• [Data shown]:
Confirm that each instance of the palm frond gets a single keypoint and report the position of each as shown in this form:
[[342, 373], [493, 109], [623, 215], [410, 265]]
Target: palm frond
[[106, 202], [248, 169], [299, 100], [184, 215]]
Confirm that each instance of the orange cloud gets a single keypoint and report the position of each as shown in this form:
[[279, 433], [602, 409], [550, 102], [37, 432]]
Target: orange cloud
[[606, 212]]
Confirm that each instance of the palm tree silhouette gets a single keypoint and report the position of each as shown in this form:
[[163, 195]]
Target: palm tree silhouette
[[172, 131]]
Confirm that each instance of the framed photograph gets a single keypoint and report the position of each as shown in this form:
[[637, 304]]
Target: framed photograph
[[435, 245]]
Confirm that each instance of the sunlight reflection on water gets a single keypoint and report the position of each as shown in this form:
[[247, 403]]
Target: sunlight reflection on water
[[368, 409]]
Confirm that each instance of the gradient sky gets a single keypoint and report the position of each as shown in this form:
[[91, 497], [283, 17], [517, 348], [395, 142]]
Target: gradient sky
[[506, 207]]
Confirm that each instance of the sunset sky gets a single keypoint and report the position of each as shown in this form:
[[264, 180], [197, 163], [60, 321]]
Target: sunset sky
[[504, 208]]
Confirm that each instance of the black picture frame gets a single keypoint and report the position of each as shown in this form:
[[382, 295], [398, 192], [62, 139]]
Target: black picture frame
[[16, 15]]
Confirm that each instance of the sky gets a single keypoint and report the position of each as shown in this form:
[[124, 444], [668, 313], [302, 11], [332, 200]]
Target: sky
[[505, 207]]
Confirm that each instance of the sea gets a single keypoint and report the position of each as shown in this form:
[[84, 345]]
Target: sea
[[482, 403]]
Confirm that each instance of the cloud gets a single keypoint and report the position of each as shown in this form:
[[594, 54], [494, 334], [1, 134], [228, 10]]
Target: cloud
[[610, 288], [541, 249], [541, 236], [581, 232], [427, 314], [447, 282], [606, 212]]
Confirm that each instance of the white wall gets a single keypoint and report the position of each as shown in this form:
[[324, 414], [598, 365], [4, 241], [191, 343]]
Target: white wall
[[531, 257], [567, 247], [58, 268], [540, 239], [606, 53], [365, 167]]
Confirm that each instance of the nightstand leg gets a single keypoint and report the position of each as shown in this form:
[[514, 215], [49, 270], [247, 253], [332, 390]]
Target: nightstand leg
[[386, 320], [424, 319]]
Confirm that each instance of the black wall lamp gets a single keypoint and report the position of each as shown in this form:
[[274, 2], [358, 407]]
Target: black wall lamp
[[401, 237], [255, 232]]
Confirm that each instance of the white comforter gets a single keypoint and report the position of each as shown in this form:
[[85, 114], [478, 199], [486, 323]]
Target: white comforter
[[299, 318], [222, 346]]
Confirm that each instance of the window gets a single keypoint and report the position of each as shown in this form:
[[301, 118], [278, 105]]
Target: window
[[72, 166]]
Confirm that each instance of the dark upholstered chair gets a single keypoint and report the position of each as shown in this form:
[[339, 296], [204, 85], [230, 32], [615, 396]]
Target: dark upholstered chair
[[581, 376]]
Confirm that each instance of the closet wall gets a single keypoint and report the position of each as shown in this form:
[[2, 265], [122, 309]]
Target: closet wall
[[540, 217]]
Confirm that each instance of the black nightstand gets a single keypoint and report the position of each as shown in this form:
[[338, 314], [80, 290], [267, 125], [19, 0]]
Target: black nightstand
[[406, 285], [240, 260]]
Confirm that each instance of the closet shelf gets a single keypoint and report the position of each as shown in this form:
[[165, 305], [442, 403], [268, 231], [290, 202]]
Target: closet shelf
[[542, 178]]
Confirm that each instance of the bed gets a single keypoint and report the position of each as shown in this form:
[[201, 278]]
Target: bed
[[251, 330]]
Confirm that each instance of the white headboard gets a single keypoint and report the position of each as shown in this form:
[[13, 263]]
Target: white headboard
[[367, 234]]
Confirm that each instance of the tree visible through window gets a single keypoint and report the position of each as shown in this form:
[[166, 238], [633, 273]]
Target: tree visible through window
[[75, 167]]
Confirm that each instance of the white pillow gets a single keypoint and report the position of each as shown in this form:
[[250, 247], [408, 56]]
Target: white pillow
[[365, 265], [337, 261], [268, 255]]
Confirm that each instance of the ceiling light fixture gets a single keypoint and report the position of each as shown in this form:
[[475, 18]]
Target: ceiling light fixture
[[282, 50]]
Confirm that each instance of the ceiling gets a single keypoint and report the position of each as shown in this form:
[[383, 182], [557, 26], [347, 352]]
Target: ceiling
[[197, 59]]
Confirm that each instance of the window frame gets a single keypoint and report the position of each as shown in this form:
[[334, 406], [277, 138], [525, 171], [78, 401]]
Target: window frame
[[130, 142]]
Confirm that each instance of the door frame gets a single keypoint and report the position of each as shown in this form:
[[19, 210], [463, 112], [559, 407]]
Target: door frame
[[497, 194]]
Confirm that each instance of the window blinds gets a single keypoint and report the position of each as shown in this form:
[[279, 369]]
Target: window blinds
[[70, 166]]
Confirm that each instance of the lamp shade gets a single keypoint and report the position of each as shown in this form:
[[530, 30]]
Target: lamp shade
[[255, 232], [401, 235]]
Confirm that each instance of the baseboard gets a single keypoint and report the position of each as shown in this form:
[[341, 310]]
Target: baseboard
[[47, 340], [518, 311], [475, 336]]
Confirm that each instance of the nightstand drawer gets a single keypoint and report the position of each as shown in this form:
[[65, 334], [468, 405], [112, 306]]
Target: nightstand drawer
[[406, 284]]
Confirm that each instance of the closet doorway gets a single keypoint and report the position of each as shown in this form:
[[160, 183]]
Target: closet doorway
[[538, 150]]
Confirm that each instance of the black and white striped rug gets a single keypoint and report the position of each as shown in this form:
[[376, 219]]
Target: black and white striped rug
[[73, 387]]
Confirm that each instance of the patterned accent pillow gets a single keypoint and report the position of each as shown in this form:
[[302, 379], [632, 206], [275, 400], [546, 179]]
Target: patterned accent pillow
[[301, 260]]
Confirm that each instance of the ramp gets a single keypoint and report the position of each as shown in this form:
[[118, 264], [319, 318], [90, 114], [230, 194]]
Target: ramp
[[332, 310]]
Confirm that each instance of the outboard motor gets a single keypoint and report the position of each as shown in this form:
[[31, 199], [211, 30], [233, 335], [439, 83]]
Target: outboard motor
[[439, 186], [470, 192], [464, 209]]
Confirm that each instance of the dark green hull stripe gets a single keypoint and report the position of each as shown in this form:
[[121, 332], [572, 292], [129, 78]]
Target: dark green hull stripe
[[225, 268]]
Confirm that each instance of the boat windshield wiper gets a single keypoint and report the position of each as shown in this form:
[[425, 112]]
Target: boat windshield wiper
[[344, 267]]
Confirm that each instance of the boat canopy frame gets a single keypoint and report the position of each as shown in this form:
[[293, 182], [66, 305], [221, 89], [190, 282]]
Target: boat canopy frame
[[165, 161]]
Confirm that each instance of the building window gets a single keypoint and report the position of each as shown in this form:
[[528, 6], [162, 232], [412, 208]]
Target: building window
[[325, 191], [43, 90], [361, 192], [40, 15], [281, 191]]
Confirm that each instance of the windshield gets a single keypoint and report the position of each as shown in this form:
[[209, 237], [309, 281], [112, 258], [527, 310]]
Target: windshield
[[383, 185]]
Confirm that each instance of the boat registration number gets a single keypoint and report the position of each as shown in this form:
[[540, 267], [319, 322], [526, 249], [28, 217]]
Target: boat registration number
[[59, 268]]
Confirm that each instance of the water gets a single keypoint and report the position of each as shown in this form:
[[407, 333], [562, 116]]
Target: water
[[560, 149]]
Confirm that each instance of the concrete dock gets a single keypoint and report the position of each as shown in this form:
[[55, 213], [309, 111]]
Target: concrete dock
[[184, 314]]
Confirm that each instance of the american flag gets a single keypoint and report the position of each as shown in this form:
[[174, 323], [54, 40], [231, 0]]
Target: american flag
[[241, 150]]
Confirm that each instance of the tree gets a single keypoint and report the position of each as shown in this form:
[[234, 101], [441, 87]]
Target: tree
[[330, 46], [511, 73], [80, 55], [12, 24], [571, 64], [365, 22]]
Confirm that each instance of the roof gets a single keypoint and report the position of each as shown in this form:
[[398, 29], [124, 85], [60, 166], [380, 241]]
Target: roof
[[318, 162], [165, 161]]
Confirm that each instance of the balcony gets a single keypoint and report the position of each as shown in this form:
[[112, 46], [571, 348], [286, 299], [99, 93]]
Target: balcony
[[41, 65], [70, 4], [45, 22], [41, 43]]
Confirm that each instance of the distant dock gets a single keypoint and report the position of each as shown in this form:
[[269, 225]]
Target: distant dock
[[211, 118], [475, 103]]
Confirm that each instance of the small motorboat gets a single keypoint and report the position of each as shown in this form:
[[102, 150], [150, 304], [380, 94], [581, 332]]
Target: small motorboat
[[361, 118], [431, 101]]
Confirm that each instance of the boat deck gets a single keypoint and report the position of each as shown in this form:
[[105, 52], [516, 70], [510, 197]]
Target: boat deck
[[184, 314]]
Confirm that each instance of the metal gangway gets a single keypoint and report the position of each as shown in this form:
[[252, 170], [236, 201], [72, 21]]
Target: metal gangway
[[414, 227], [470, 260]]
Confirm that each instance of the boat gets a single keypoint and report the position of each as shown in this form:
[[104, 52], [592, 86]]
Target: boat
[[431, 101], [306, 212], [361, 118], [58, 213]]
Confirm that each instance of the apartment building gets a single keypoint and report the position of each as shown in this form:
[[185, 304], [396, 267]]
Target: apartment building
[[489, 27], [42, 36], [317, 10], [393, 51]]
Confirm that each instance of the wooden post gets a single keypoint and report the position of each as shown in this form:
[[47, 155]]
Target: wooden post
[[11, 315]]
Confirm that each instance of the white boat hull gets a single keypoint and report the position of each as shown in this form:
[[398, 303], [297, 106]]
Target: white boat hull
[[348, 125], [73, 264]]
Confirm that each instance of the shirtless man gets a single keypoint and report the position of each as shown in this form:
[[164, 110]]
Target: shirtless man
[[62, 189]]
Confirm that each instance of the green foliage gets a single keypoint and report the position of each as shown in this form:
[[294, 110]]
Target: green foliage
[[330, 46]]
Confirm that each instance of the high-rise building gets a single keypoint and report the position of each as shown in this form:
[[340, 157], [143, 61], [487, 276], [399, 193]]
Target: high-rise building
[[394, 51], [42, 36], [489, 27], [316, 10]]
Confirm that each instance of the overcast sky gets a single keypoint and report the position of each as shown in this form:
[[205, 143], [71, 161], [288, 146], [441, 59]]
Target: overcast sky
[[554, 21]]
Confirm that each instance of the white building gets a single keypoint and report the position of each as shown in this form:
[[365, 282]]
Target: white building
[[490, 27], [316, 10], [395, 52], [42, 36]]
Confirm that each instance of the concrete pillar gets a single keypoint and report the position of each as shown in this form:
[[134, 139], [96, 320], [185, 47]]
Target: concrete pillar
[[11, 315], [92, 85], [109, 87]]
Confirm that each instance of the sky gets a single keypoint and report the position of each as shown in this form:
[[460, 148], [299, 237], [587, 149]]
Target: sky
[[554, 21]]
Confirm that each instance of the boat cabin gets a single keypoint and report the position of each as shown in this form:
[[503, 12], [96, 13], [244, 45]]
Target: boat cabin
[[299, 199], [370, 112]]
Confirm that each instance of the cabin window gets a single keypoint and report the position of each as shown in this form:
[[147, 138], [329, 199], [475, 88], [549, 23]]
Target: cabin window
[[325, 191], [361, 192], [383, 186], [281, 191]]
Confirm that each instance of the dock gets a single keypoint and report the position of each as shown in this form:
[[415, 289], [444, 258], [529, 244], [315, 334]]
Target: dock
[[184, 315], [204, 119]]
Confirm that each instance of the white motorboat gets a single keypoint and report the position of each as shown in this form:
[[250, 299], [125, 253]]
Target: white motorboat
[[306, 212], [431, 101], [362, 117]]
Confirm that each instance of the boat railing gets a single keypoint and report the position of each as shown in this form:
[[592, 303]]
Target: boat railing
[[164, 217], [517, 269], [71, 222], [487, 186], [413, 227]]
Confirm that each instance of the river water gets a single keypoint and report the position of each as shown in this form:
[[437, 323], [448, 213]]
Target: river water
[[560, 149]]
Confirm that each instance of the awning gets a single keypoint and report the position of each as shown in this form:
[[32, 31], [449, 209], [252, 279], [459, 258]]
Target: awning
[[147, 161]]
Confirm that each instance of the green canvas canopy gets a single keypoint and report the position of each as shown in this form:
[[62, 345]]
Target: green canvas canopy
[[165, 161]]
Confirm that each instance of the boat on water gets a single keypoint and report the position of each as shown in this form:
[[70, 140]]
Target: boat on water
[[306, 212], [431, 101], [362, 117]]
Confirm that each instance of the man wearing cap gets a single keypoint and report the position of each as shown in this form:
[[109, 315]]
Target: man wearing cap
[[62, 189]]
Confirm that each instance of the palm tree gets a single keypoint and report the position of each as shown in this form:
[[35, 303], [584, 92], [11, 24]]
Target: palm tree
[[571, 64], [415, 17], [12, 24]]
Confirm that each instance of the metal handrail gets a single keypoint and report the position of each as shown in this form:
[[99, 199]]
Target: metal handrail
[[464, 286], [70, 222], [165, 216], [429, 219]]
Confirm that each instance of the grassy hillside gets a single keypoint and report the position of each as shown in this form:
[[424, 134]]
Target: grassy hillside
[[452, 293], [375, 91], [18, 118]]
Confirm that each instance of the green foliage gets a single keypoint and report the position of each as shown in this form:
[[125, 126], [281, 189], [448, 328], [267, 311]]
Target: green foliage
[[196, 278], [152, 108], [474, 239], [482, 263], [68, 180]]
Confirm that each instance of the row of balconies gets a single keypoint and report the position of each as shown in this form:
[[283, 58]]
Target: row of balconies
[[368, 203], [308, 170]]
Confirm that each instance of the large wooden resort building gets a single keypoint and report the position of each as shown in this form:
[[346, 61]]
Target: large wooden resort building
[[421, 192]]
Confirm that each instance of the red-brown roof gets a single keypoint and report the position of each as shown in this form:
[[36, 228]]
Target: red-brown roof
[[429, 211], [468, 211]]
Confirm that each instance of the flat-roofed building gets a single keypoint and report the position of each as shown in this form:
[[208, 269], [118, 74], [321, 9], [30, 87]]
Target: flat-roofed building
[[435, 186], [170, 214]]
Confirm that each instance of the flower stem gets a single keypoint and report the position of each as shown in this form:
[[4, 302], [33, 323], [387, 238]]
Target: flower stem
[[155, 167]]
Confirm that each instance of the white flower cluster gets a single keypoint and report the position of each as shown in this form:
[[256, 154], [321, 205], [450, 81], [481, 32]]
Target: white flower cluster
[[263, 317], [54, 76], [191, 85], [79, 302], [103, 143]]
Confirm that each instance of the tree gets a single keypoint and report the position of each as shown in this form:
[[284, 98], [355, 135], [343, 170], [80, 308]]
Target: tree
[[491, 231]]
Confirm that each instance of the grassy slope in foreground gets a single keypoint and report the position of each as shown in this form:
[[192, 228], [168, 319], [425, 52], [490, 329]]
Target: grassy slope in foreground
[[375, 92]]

• [Written request]: Return the line that contains "Confirm that each instance of the row" along with every line after it through the end of the entries, exactly, adding nothing.

• [In response]:
Confirm that each instance of the row of balconies gets a single keypoint and report the position of each as shown in this form:
[[283, 58]]
Target: row of balconies
[[368, 203], [308, 170]]
Confirm that each instance of the large wooden resort building gets a single keypoint and report the position of each as shown in this form:
[[346, 61]]
Target: large wooden resort building
[[421, 192]]
Confirm that each instance of the red-brown roof gets a single keypoint and report the position of each as shown in this form:
[[36, 228]]
Target: red-brown roof
[[429, 211], [468, 211]]
Confirm that each instance of the flat-roofed building gets a single keypoint and report the position of each as shown in this form:
[[208, 269], [118, 74], [321, 9], [30, 87]]
Target: flat-roofed building
[[435, 186], [170, 214]]
Confirm that each instance of the flower stem gets a single keypoint and report the position of each as shown in this form:
[[4, 302], [33, 323], [387, 238]]
Target: flower stem
[[155, 167]]
Confirm that each instance of the white flower cluster gets a single keypoint and report the position of each as shown in this form:
[[256, 154], [321, 205], [450, 81], [481, 32]]
Target: white flower cluster
[[263, 317], [54, 76], [191, 85], [79, 302], [103, 143]]
Confirm that each instance of the tree gets a single keypoint and report the position of each as shown in this form:
[[284, 98], [355, 135], [343, 170], [80, 308]]
Target: tree
[[491, 231]]
Confirm that each instance of the grassy slope in foreground gets a single keypoint and report the position of each as shown in this form:
[[192, 228], [168, 319], [425, 52], [490, 329]]
Target: grassy slope in foreground
[[375, 92]]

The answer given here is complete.